* **Objectif de la tâche**
Répondez à ces questions à partir du texte sur Karine Duval ci-dessous :
(a) Qu'est-ce que l'iAssist Knee utilise au lieu d'une caméra infrarouge ?
(b) Dans quelles villes est établie l'équipe qui développe le robot Rosa Brain ?
(c) Le robot Rosa Brain place les électrodes dans la boîte crânienne en faisant quel genre d'incisions ?

* **Texte à étudier**

'''

Installer une prothèse ne se fait pas en criant ciseau. Prenons l’exemple d’un genou. Le chirurgien doit réaliser des coupes osseuses dans le tibia et le fémur pour installer la prothèse. De nouvelles technologies permettent d’améliorer la précision de ce travail. Et c’est ce que fait au quotidien Karine Duval, directrice de la R & D en robotique chez Zimmer Biomet.

« Nous développons des outils pour que le chirurgien puisse faire la meilleure coupe possible en lui permettant de voir en temps réel sur un écran ce qu’il doit couper et en l’aidant à planifier sa coupe », explique Karine Duval, ingénieure mécanique.

Par exemple, entre 2008 et 2013, elle s’est concentrée sur ce qui allait devenir l’iAssist Knee. Au lieu d’une caméra infrarouge, dont la vue peut être obstruée par exemple par une infirmière qui se place devant, l’outil utilise des capteurs de gravité. « On les place directement sur l’instrument pour pouvoir bien le positionner sur l’os du patient, explique-t-elle. L’idée vient de mon patron, Louis-Philippe Amiot, qui est chirurgien orthopédiste. Cette technologie était nouvelle, alors nous avons essayé plusieurs choses, nous nous sommes trompés, nous avons recommencé à zéro. Il a fallu plusieurs années pour faire la preuve de concept et arriver au produit fini. »

Une nouvelle version d’iAssist Knee est sur le point de sortir sur le marché.

Karine Duval est également à la tête d’une équipe établie à Montpellier et à Montréal pour continuer à développer le robot Rosa Brain. Il est souvent utilisé pour traiter des cas d’épilepsie.

PHOTO DOMINICK GRAVEL, LA PRESSE

L’entreprise Zimmer Biomet, qui fait à la base des prothèses, investit également dans la conception d'outils d'aide aux chirurgiens. Le robot Rosa Brain permet de placer les électrodes dans la boîte crânienne en faisant seulement de petites incisions.

'''

* **Données disponibles**
'''

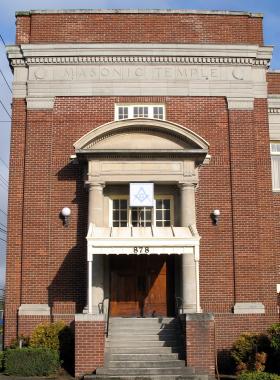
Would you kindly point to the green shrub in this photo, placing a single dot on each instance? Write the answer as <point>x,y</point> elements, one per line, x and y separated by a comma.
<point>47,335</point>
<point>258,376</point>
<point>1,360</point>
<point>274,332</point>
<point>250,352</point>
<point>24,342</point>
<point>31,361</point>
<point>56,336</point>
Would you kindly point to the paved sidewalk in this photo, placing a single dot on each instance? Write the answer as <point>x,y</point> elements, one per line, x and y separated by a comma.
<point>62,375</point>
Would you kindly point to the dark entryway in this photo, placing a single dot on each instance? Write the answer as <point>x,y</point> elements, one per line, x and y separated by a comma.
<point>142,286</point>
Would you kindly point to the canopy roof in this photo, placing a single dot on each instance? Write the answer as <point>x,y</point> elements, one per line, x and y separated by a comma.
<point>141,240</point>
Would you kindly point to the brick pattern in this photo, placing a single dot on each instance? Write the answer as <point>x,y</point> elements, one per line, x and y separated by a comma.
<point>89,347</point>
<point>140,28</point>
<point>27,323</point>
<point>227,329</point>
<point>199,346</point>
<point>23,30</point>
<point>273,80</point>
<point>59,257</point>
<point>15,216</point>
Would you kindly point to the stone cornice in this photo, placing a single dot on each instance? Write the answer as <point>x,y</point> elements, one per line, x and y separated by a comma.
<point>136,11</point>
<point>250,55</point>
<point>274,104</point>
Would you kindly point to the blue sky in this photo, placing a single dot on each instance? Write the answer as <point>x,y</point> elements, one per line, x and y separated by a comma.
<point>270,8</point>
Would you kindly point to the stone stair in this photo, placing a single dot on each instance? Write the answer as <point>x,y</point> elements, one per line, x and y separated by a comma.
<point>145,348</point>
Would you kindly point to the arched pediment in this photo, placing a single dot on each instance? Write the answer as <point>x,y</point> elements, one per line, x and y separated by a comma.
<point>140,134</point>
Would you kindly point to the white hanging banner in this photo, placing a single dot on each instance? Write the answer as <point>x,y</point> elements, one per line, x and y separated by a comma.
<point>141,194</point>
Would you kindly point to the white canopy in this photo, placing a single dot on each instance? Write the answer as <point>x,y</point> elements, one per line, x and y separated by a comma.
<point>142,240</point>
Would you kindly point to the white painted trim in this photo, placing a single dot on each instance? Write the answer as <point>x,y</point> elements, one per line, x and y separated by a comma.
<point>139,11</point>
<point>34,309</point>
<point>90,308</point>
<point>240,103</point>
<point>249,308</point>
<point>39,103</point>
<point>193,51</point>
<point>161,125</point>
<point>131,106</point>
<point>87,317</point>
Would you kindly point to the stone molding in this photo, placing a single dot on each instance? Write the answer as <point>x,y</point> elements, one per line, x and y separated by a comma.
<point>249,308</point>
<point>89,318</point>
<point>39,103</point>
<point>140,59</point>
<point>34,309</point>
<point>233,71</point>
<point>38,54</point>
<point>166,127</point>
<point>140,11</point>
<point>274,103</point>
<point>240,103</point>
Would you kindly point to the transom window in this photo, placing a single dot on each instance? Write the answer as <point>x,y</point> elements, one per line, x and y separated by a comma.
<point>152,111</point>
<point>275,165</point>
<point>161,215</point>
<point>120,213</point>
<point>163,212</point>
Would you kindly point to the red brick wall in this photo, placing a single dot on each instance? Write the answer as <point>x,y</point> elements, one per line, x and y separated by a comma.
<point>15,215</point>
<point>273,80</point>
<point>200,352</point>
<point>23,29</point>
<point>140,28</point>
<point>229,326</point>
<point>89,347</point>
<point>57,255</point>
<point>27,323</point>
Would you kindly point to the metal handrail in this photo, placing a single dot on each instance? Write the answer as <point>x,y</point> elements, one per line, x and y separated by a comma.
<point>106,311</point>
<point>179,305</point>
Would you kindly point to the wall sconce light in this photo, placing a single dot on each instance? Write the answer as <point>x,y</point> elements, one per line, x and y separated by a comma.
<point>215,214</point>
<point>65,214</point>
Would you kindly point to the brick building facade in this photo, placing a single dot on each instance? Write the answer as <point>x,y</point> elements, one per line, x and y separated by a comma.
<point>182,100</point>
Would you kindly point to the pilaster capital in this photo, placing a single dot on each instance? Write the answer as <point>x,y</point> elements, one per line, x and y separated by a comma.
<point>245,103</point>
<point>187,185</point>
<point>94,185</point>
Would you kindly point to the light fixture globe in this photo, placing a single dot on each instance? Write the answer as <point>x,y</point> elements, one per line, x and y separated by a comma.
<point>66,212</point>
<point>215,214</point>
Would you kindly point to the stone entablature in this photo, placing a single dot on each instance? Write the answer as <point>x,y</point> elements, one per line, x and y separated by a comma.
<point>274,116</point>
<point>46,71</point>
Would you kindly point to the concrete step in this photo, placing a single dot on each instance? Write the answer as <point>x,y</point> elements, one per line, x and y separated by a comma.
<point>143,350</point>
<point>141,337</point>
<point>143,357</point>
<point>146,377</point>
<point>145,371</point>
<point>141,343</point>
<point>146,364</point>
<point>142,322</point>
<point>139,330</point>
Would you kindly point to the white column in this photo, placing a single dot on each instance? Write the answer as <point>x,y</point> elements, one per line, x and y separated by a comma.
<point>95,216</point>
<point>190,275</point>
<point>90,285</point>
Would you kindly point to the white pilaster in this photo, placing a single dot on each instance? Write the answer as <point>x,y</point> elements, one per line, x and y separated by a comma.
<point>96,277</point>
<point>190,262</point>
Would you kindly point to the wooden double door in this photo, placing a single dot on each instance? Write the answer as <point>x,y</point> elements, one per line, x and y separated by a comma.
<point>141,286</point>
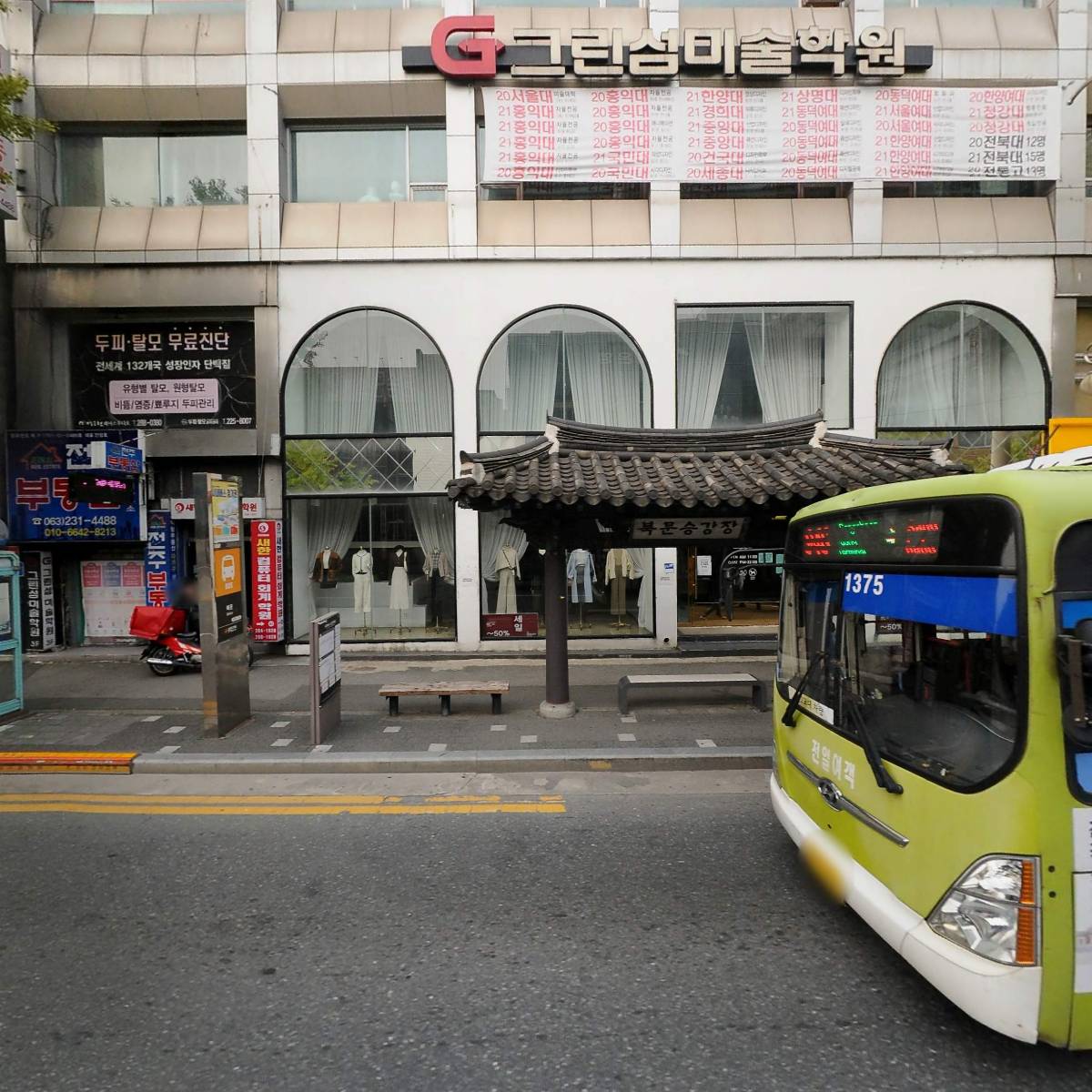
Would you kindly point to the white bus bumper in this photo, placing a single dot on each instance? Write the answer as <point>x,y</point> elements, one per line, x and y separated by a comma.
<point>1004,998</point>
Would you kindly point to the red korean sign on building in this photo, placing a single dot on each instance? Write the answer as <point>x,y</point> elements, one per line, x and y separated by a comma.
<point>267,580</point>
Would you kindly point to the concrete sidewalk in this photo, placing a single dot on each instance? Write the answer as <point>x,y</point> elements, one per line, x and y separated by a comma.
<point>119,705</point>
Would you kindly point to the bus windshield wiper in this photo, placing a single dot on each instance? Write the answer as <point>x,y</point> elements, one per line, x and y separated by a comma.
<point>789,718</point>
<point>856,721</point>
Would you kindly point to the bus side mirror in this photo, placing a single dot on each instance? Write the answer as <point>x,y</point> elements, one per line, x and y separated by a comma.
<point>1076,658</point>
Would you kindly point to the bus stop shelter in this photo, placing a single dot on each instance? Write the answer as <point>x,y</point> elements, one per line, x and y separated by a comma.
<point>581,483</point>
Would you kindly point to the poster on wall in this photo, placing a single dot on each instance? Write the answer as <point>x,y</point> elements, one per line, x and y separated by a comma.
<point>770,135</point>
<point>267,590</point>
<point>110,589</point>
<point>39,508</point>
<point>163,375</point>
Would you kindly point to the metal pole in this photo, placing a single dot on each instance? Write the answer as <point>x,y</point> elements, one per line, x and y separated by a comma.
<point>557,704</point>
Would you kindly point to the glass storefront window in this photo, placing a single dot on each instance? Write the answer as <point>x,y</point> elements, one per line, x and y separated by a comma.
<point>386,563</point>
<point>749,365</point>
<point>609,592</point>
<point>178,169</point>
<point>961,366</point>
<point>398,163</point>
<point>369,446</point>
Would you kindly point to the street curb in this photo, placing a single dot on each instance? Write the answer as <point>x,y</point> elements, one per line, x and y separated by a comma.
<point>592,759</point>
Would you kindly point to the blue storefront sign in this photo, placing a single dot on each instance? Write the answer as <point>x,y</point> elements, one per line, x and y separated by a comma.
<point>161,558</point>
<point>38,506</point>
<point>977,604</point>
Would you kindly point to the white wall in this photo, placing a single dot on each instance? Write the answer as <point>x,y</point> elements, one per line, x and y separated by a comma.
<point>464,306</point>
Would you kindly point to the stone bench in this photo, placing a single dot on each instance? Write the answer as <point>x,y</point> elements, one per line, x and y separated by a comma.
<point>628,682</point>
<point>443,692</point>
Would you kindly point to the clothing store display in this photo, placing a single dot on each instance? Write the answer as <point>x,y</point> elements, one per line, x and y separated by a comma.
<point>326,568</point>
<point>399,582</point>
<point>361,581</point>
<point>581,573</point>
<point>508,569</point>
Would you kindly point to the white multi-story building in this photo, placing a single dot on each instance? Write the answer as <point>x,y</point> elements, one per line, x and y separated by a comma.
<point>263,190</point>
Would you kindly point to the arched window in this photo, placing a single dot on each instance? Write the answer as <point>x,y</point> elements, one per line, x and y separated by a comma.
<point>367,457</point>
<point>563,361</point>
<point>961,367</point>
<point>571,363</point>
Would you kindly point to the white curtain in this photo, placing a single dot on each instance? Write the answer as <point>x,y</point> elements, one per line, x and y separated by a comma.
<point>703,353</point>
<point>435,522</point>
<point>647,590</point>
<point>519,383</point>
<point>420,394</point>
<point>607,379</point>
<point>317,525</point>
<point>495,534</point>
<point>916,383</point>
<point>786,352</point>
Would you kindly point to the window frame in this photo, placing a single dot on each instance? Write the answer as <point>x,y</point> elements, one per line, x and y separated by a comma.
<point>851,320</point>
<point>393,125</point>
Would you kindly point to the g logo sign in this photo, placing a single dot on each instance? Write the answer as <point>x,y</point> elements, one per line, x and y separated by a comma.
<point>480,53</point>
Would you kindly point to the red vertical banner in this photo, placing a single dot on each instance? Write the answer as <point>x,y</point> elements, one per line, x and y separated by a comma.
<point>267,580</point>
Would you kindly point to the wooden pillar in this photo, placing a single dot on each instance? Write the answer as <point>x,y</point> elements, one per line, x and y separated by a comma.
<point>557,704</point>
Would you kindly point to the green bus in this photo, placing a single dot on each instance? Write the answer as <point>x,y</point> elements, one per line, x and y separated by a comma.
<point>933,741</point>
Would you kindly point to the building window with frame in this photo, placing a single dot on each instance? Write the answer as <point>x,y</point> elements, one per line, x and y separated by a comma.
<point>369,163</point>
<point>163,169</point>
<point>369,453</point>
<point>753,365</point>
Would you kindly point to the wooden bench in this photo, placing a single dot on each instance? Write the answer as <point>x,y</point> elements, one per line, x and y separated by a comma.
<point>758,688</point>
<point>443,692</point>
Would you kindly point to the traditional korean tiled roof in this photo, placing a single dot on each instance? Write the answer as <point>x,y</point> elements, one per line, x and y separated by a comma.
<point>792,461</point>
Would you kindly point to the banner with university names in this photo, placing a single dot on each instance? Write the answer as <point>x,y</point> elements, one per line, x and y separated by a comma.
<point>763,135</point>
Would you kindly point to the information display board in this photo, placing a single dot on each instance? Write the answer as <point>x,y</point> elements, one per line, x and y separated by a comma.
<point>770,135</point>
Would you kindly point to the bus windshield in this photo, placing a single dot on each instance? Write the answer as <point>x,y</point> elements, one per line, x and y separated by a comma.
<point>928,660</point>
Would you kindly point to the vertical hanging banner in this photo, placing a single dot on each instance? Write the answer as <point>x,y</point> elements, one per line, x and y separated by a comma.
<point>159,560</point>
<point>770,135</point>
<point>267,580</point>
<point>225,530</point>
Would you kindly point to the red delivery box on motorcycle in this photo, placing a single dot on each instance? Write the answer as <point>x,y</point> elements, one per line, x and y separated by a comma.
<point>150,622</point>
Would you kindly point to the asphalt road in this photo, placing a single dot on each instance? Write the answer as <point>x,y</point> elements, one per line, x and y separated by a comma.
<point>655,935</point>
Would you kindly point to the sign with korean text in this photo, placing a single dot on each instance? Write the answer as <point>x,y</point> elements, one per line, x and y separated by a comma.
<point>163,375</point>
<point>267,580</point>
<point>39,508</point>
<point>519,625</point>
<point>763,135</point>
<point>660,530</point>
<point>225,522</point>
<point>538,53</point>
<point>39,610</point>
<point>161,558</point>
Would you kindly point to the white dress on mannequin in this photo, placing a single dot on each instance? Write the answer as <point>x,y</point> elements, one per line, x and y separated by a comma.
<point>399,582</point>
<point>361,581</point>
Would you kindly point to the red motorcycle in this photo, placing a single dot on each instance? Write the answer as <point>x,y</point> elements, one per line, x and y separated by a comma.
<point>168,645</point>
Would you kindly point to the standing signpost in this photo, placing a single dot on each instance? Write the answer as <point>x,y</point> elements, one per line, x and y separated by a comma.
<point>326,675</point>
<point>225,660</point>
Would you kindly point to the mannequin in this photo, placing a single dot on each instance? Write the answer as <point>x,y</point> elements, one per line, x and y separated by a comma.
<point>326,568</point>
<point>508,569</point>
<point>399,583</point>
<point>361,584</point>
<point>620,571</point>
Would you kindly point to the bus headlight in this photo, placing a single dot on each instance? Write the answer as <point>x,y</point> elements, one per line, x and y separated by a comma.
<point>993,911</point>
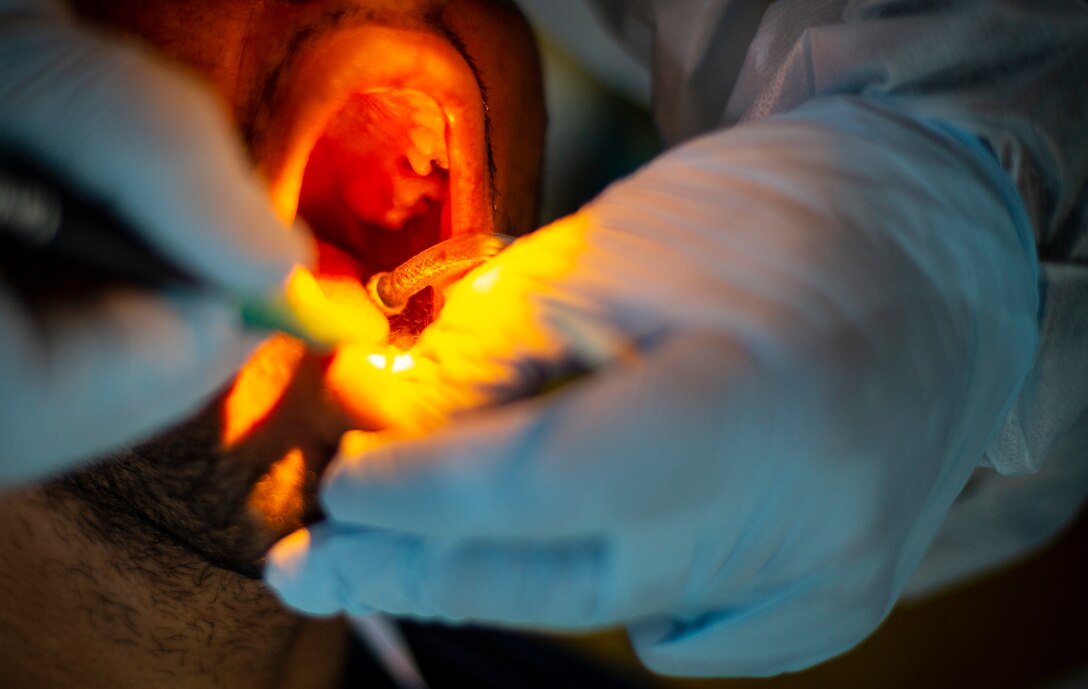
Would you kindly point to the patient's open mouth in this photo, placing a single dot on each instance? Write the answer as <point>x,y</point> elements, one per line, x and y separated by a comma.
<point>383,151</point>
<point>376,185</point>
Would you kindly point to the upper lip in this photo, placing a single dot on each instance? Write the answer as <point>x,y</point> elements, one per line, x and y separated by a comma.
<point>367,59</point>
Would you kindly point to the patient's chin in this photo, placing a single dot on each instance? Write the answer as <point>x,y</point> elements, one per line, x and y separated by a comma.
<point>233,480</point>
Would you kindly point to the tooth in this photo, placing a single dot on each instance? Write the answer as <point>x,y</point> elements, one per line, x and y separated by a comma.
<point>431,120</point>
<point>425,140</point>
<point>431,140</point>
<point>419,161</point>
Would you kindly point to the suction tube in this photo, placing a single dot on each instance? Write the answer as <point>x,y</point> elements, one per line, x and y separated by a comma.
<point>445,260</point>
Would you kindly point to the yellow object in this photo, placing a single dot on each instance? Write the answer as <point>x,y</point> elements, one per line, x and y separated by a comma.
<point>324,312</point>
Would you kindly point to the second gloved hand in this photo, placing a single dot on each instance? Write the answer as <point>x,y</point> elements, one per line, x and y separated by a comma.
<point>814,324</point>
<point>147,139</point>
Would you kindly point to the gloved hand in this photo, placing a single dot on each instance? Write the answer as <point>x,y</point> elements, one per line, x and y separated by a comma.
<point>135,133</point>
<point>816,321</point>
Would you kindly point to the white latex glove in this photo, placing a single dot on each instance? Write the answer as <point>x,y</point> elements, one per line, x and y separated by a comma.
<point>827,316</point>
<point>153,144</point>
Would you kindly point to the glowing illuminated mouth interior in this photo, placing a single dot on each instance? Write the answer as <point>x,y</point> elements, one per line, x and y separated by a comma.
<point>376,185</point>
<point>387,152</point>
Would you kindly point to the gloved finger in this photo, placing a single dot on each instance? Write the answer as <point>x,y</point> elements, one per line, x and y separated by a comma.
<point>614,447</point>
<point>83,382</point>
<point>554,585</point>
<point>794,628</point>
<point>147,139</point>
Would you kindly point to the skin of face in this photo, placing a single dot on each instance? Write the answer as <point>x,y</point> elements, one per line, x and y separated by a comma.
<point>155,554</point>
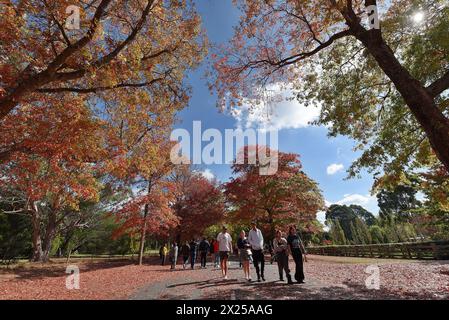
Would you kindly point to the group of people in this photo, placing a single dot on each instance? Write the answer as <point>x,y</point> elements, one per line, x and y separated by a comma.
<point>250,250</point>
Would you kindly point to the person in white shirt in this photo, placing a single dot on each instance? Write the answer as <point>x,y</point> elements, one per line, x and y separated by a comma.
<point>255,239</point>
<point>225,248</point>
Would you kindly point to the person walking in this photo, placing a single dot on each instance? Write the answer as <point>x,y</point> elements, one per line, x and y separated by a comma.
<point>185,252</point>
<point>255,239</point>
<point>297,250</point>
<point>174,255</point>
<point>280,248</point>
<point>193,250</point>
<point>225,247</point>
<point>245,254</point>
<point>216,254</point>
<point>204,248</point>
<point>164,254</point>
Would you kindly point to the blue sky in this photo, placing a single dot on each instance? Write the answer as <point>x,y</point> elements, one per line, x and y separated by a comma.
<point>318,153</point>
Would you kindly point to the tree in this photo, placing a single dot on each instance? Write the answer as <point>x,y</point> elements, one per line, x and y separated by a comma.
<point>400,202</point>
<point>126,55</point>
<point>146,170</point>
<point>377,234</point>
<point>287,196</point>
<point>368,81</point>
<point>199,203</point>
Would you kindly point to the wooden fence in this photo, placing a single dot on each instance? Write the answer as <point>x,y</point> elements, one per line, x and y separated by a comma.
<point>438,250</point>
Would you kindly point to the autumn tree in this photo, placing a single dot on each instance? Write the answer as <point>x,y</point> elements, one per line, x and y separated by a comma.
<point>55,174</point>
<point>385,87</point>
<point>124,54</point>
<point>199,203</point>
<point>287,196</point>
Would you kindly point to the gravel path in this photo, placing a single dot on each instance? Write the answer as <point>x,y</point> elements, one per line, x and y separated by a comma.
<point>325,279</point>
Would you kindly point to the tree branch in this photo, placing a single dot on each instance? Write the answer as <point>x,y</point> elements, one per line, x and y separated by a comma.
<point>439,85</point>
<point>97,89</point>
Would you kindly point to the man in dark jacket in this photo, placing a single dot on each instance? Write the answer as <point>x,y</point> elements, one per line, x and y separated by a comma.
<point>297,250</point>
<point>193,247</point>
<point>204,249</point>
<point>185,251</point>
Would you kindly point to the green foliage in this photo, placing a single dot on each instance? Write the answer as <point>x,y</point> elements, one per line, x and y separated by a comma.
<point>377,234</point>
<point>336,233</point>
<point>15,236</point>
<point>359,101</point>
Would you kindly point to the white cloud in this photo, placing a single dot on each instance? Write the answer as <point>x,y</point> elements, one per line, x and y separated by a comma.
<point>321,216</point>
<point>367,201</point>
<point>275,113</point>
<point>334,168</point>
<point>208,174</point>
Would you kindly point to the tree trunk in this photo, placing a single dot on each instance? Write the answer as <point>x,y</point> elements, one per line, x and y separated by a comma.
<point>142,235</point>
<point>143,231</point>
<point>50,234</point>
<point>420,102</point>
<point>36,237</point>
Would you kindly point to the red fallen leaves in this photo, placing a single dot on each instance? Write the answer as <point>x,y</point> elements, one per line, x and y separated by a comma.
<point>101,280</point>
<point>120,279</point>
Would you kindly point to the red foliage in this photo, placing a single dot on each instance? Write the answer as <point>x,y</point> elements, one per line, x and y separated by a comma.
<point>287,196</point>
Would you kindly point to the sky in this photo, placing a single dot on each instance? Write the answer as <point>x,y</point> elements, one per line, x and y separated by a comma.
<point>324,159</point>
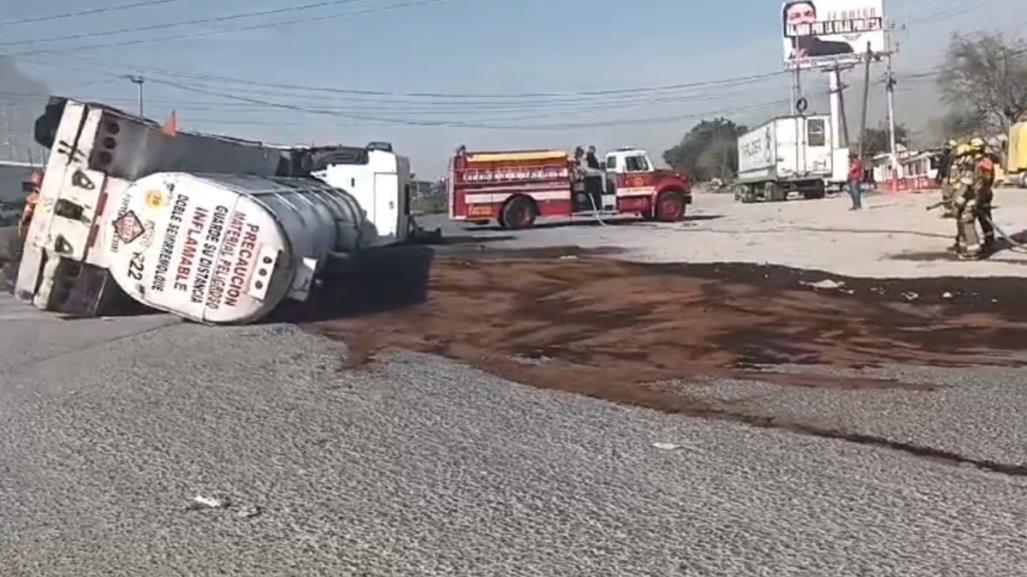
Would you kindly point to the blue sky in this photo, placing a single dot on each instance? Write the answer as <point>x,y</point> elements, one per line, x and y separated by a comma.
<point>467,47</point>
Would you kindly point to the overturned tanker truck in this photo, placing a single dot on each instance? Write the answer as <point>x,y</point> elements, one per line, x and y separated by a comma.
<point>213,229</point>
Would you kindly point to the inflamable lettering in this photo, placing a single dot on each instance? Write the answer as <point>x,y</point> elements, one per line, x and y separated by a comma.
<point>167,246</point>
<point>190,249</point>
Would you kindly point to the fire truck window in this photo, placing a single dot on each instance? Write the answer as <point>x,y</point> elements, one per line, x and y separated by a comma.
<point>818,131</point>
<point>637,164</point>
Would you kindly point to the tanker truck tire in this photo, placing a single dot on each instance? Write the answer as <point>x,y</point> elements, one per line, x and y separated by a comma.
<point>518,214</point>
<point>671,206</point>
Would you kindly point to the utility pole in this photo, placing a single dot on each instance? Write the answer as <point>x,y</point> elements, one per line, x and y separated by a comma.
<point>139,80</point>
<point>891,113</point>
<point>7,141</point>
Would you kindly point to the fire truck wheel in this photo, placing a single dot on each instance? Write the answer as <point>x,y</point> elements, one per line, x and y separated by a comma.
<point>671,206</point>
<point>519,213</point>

'''

* **Solution proposée**
(a) Des capteurs de gravité.
(b) À Montpellier et à Montréal.
(c) Seulement de petites incisions.